─── Data to process
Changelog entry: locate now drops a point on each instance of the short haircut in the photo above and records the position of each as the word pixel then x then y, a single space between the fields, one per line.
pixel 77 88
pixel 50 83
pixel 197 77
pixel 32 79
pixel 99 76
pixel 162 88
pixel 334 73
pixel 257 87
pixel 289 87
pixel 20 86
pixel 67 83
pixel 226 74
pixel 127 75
──────
(The exercise): Rewrite the data above, changing "haircut" to "hairstyle" and leaving every other character as it stands.

(Worked answer):
Changelog entry: locate now drops a point on each instance of the short hairstyle in the photo above and records the position of each as the word pixel then x then y, a single space between the fields, one per line.
pixel 77 88
pixel 50 83
pixel 197 77
pixel 32 79
pixel 99 76
pixel 162 88
pixel 334 73
pixel 257 87
pixel 289 87
pixel 20 86
pixel 67 83
pixel 226 74
pixel 127 75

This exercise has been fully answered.